• **Material for this exercise**:
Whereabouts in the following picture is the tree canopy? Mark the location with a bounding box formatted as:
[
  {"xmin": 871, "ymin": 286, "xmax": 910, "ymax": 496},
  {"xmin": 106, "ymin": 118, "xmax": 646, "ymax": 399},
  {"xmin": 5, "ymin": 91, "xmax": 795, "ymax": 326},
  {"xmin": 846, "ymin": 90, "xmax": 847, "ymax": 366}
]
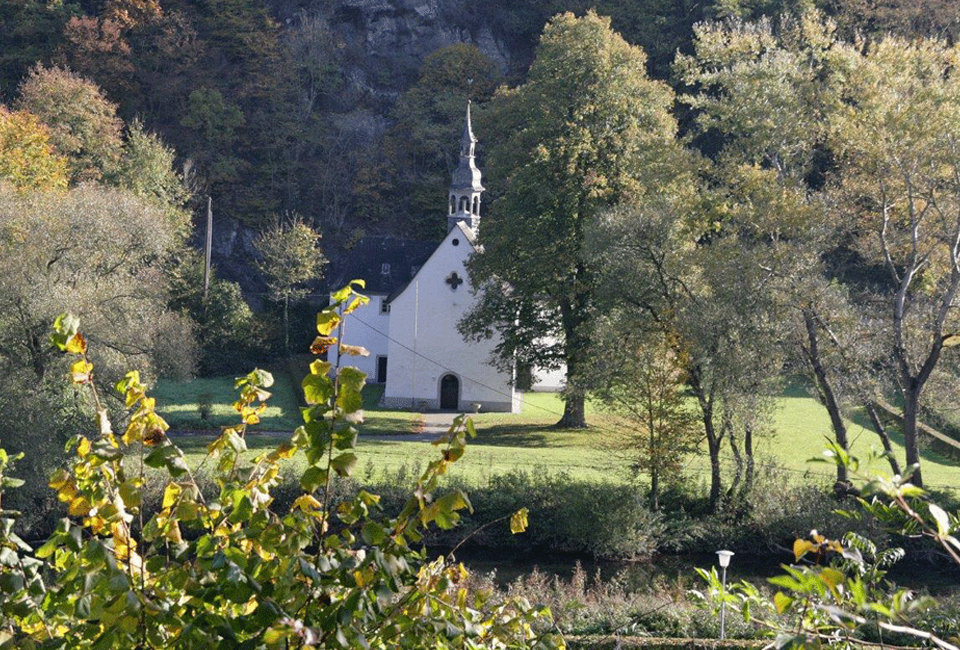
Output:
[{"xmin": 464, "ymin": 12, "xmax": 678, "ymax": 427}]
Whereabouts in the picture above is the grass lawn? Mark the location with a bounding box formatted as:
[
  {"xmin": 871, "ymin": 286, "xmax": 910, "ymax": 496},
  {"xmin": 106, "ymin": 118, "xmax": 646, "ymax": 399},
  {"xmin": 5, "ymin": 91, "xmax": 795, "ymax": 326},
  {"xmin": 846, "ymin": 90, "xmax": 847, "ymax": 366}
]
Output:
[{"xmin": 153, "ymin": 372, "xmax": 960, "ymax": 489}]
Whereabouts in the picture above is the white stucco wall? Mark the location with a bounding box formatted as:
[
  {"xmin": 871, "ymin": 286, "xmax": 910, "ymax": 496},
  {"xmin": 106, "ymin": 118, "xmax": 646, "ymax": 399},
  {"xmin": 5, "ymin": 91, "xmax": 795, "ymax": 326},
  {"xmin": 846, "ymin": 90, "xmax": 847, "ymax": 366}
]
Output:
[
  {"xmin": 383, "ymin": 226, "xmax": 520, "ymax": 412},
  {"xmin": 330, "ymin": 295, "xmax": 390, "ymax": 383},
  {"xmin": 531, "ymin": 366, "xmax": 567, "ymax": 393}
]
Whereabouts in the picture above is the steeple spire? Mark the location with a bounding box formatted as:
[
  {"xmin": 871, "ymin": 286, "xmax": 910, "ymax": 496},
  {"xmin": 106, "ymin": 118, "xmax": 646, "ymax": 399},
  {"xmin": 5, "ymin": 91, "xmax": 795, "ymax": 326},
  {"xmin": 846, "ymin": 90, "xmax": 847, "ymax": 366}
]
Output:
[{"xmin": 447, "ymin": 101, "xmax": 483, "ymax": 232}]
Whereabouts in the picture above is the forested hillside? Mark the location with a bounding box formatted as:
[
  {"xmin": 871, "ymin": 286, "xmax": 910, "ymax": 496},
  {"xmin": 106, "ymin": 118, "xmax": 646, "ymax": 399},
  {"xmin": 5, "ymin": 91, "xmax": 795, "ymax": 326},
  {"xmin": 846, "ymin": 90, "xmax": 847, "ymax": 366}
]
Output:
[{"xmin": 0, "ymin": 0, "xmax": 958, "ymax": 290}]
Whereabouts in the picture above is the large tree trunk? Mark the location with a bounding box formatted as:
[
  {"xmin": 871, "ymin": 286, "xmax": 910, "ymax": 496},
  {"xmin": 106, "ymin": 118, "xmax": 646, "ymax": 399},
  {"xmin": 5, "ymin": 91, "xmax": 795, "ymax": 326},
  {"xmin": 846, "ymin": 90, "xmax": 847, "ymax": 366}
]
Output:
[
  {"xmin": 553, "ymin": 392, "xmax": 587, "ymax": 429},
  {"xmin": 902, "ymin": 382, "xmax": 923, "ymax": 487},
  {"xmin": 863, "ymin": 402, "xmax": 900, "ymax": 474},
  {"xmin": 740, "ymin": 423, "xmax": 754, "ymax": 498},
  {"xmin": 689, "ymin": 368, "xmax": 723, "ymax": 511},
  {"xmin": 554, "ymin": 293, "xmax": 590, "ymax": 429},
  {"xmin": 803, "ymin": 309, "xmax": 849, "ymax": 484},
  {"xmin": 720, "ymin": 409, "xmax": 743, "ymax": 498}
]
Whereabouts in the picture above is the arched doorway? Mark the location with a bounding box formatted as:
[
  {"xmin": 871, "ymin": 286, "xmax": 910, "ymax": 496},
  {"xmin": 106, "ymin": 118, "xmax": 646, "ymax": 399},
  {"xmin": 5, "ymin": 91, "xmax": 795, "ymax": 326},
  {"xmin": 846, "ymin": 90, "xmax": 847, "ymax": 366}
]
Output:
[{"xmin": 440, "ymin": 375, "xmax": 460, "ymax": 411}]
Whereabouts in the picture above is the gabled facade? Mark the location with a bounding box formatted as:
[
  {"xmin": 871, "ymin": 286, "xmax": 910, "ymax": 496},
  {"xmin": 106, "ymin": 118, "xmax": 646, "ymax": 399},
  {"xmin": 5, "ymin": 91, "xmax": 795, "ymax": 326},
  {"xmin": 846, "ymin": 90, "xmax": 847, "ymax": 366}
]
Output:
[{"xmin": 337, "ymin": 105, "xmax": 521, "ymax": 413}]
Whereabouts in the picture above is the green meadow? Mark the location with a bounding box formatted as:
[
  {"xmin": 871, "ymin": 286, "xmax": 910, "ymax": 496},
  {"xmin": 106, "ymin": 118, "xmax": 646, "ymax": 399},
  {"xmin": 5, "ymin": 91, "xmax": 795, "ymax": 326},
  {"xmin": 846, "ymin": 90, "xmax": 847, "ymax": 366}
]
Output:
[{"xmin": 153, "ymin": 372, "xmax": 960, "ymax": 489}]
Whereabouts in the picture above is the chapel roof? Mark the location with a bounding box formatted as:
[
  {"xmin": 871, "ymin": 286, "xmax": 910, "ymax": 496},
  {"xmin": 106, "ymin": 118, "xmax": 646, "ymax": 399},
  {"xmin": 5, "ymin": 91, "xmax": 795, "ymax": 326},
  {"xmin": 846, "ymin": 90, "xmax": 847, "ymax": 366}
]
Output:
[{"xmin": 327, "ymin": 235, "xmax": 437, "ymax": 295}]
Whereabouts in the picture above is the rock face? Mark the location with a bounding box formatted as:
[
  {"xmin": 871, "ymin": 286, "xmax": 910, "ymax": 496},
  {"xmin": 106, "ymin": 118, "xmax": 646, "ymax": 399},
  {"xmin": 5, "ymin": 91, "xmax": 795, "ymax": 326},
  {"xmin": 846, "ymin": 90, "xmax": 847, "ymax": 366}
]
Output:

• **What to produce**: Recast every line of the items above as a numbered list, omitting any blank lines. Leave the pictures out of the list.

• **Answer to the task**:
1. Whereabouts in the following picture is the tree canopy? Mark the location with a bounding box formatted as:
2. [
3.   {"xmin": 871, "ymin": 286, "xmax": 910, "ymax": 496},
4.   {"xmin": 106, "ymin": 118, "xmax": 646, "ymax": 399},
5.   {"xmin": 5, "ymin": 91, "xmax": 795, "ymax": 326},
6.   {"xmin": 846, "ymin": 90, "xmax": 847, "ymax": 366}
7. ]
8. Output:
9. [{"xmin": 464, "ymin": 12, "xmax": 678, "ymax": 427}]
10. Whereabouts in the picture above is the grass lawn? Mark the location with a bounding box formatted as:
11. [
12.   {"xmin": 871, "ymin": 286, "xmax": 910, "ymax": 496},
13.   {"xmin": 106, "ymin": 118, "xmax": 646, "ymax": 399},
14.   {"xmin": 5, "ymin": 91, "xmax": 795, "ymax": 326},
15.   {"xmin": 846, "ymin": 90, "xmax": 847, "ymax": 366}
16. ]
17. Output:
18. [{"xmin": 153, "ymin": 372, "xmax": 960, "ymax": 489}]
19. Whereabouts in the picture above is the white stucco wall? Mark the location with a bounding box formatted as:
20. [
21.   {"xmin": 871, "ymin": 286, "xmax": 910, "ymax": 496},
22.   {"xmin": 106, "ymin": 118, "xmax": 646, "ymax": 399},
23.   {"xmin": 5, "ymin": 91, "xmax": 795, "ymax": 326},
24.   {"xmin": 846, "ymin": 90, "xmax": 847, "ymax": 366}
25. ]
26. Output:
27. [
28.   {"xmin": 383, "ymin": 226, "xmax": 520, "ymax": 412},
29.   {"xmin": 330, "ymin": 295, "xmax": 390, "ymax": 383},
30.   {"xmin": 531, "ymin": 366, "xmax": 567, "ymax": 393}
31. ]
32. Whereabouts in the picture above is the steeple spire? Mark the location with a bounding box formatted as:
33. [
34.   {"xmin": 871, "ymin": 286, "xmax": 910, "ymax": 496},
35.   {"xmin": 106, "ymin": 118, "xmax": 646, "ymax": 399},
36.   {"xmin": 5, "ymin": 91, "xmax": 795, "ymax": 326},
37.   {"xmin": 846, "ymin": 90, "xmax": 847, "ymax": 366}
38. ]
39. Output:
40. [{"xmin": 447, "ymin": 101, "xmax": 483, "ymax": 232}]
41. Whereabouts in the picture above is the forested hillside? Mark the location with a bounding box formatted as:
42. [
43.   {"xmin": 871, "ymin": 286, "xmax": 910, "ymax": 496},
44.   {"xmin": 106, "ymin": 118, "xmax": 646, "ymax": 399},
45.   {"xmin": 5, "ymin": 91, "xmax": 795, "ymax": 326},
46.   {"xmin": 846, "ymin": 90, "xmax": 847, "ymax": 366}
47. ]
48. Output:
49. [{"xmin": 0, "ymin": 0, "xmax": 958, "ymax": 290}]
50. Whereabouts in the picture above is the large tree trunk? Mark the location with a bounding box formatted as:
51. [
52.   {"xmin": 871, "ymin": 286, "xmax": 910, "ymax": 496},
53.   {"xmin": 106, "ymin": 118, "xmax": 646, "ymax": 399},
54.   {"xmin": 5, "ymin": 91, "xmax": 795, "ymax": 326},
55.   {"xmin": 846, "ymin": 90, "xmax": 847, "ymax": 366}
56. ]
57. Output:
58. [
59.   {"xmin": 553, "ymin": 392, "xmax": 587, "ymax": 429},
60.   {"xmin": 902, "ymin": 382, "xmax": 923, "ymax": 487},
61.   {"xmin": 863, "ymin": 402, "xmax": 900, "ymax": 474},
62.   {"xmin": 740, "ymin": 423, "xmax": 754, "ymax": 498},
63.   {"xmin": 689, "ymin": 368, "xmax": 723, "ymax": 511},
64.   {"xmin": 554, "ymin": 293, "xmax": 590, "ymax": 429},
65.   {"xmin": 803, "ymin": 309, "xmax": 849, "ymax": 484},
66.   {"xmin": 720, "ymin": 409, "xmax": 743, "ymax": 498}
67. ]
68. Whereabouts in the picture above is the arched doorway? Mark the location with a bounding box formatted as:
69. [
70.   {"xmin": 871, "ymin": 286, "xmax": 910, "ymax": 496},
71.   {"xmin": 106, "ymin": 118, "xmax": 646, "ymax": 399},
72.   {"xmin": 5, "ymin": 91, "xmax": 795, "ymax": 326},
73.   {"xmin": 846, "ymin": 90, "xmax": 847, "ymax": 366}
74. ]
75. Output:
76. [{"xmin": 440, "ymin": 375, "xmax": 460, "ymax": 411}]
77. Whereabouts in the picture above is the gabled facade? Mark the location with a bounding box formatted as:
78. [
79.   {"xmin": 871, "ymin": 286, "xmax": 910, "ymax": 496},
80.   {"xmin": 106, "ymin": 118, "xmax": 646, "ymax": 399},
81.   {"xmin": 5, "ymin": 91, "xmax": 795, "ymax": 326},
82.   {"xmin": 846, "ymin": 90, "xmax": 847, "ymax": 366}
83. ]
84. Output:
85. [{"xmin": 337, "ymin": 105, "xmax": 521, "ymax": 413}]
86. Whereabouts in the picture above is the green meadow? Mark the location with a bounding box formatted as:
87. [
88.   {"xmin": 871, "ymin": 286, "xmax": 910, "ymax": 496},
89.   {"xmin": 106, "ymin": 118, "xmax": 646, "ymax": 399},
90.   {"xmin": 5, "ymin": 91, "xmax": 795, "ymax": 326},
91.   {"xmin": 846, "ymin": 90, "xmax": 847, "ymax": 366}
92. ]
93. Output:
94. [{"xmin": 153, "ymin": 372, "xmax": 960, "ymax": 489}]
95. Whereabouts in the picture above is the chapel roof? Mark the location with a bounding box formatted as:
96. [
97.   {"xmin": 871, "ymin": 286, "xmax": 910, "ymax": 496},
98.   {"xmin": 106, "ymin": 118, "xmax": 646, "ymax": 399},
99.   {"xmin": 5, "ymin": 91, "xmax": 795, "ymax": 326},
100.   {"xmin": 846, "ymin": 90, "xmax": 847, "ymax": 366}
101. ]
102. Output:
103. [{"xmin": 327, "ymin": 235, "xmax": 437, "ymax": 295}]
104. Whereabouts in the picture above is the rock face? Mark the location with a bounding box formatted as:
105. [
106.   {"xmin": 871, "ymin": 286, "xmax": 910, "ymax": 496},
107.   {"xmin": 106, "ymin": 118, "xmax": 646, "ymax": 399},
108.   {"xmin": 5, "ymin": 91, "xmax": 795, "ymax": 326},
109.   {"xmin": 846, "ymin": 90, "xmax": 847, "ymax": 366}
110. ]
111. Output:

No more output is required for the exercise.